_ASSIGNMENT A_
Condense the paragraph beginning "Meanwhile, the Treasury General Account" in the passage on the Fed's balance sheet into a short bulleted list that keeps its main facts.
_ASSIGNMENT B_
From the passage on the Fed's balance sheet, reproduce word for word the stretch from "By January 2021, the" through "in both markets.".

_TEXT UNDER STUDY_

■ ■ ■ ■ ■ ■ ■

By January 2021, the balance sheet hit $7.33 trillion. By January 2022, it reached $8.77 trillion. The peak came in April 2022, at $8.97 trillion — almost exactly ten times the pre-crisis level of $905 billion. The Fed owned $5.8 trillion in Treasuries and $2.7 trillion in MBS, making it the dominant player in both markets.
Meanwhile, the Treasury General Account (TGA) — the government’s checking account at the Fed — swung wildly. It surged from $383 billion pre-COVID to $1.8 trillion by mid-2020 as the Treasury pre-funded stimulus programs. Then it drained back to $78 billion by October 2021 as those funds were disbursed. Each drawdown of the TGA was effectively a stimulus injection, pushing money from the government’s account into the banking system (and into M2). We’ll cover the TGA in detail in Episode 9.
For most of 2020 and early 2021, the massive money creation didn’t show up in consumer prices. Inflation ran at about 1.4% through early 2021. The money was being saved, not spent — the personal savings rate hit 33.8% in April 2020. Velocity collapsed, as we covered in Episode 2. The Fed called emerging price pressures “transitory.”

■ ■ ■ ■ ■ ■ ■

_PROVIDED INFORMATION_

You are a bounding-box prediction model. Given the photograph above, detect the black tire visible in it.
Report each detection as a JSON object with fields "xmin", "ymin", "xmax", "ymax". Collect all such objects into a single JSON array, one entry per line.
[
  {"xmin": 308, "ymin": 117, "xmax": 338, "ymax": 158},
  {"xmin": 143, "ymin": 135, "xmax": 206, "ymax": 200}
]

■ ■ ■ ■ ■ ■ ■

_YOUR SOLUTION A_
- The Treasury General Account (TGA) is the government's checking account at the Fed, and its balance swung wildly.
- It rose from $383 billion before COVID to $1.8 trillion by mid-2020, as the Treasury pre-funded stimulus programs.
- It fell back to $78 billion by October 2021, as those funds were paid out.
- Each TGA drawdown acted as a stimulus injection, moving money from the government's account into the banking system and into M2.

_YOUR SOLUTION B_
By January 2021, the balance sheet hit $7.33 trillion. By January 2022, it reached $8.77 trillion. The peak came in April 2022, at $8.97 trillion — almost exactly ten times the pre-crisis level of $905 billion. The Fed owned $5.8 trillion in Treasuries and $2.7 trillion in MBS, making it the dominant player in both markets.